**SOURCE MATERIAL**
****************
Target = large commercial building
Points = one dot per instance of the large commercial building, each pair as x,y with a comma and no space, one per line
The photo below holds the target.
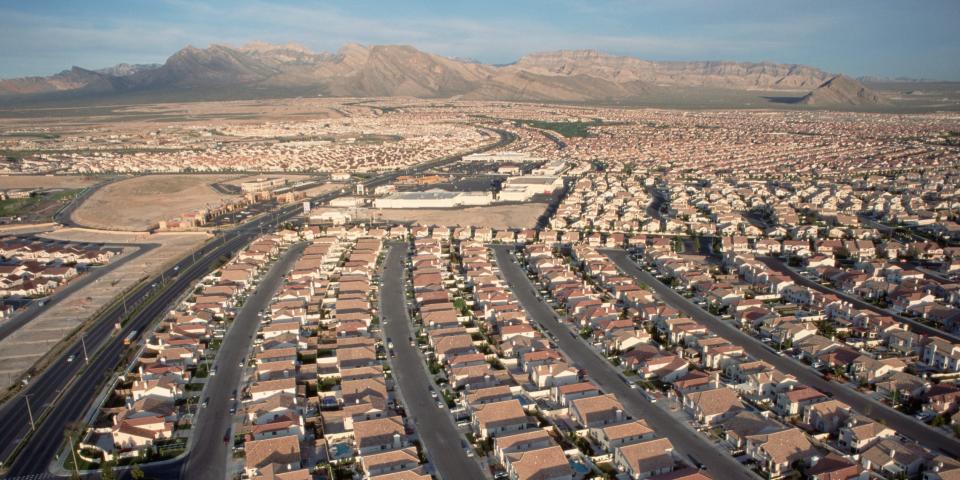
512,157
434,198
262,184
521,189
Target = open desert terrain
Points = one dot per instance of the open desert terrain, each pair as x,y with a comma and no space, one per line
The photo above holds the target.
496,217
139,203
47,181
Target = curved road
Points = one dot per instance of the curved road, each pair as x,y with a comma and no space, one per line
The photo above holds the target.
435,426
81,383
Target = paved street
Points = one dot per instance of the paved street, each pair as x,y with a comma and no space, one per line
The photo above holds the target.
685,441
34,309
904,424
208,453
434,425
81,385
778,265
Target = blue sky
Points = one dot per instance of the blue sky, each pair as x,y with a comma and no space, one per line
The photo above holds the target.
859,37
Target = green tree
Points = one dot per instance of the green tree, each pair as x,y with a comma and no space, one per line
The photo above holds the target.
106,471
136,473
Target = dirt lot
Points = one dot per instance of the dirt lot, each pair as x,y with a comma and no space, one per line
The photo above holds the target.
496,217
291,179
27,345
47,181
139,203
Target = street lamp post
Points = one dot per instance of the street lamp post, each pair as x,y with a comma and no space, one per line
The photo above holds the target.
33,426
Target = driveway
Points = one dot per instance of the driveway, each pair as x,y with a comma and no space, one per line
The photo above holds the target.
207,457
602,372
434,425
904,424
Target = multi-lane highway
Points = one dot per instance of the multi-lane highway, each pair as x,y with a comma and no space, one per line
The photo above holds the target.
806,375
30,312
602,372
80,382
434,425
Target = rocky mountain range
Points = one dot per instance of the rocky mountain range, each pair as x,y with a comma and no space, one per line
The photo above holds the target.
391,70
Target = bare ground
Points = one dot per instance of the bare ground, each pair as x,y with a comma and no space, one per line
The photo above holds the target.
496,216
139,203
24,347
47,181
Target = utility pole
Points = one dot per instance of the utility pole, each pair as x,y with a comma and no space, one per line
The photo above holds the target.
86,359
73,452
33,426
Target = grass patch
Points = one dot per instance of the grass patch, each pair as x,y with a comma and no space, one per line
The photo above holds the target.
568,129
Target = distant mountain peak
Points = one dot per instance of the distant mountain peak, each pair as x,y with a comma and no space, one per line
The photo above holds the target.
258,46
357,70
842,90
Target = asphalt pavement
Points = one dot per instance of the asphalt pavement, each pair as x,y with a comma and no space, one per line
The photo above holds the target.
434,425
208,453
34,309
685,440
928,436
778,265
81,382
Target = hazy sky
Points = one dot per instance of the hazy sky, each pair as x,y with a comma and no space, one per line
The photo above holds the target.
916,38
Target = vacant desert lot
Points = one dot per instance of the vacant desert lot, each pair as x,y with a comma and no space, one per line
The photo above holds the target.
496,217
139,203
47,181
****************
**EXERCISE INSTRUCTIONS**
Could you write out, exactly as they stand, only the lines above that begin at the line with "Target = open desert terrain" and stop after the line with "Target = green tree"?

**EXERCISE OUTPUT**
Target = open desert terrain
Points = one dot per instance of the open desert terrain, each pair as x,y with a comma and no space, one per line
The photo above holds the target.
496,217
139,203
47,181
Target = curved road
Points = one dot per instance of the curved road, each pair as x,y with a comma and no space, one per line
The photo above holds the target.
435,426
81,383
Target = paved street
Points = one dot per instance of the paved street, each pair as x,y with a comma and no space, one per line
The photo above holds the target.
685,441
34,309
904,424
208,453
434,425
81,385
778,265
Target = blue sky
Points = one dot per instance of the blue sky, each pair as x,y with a comma and no space, one per line
The photo above holds the target.
859,37
Target = green tree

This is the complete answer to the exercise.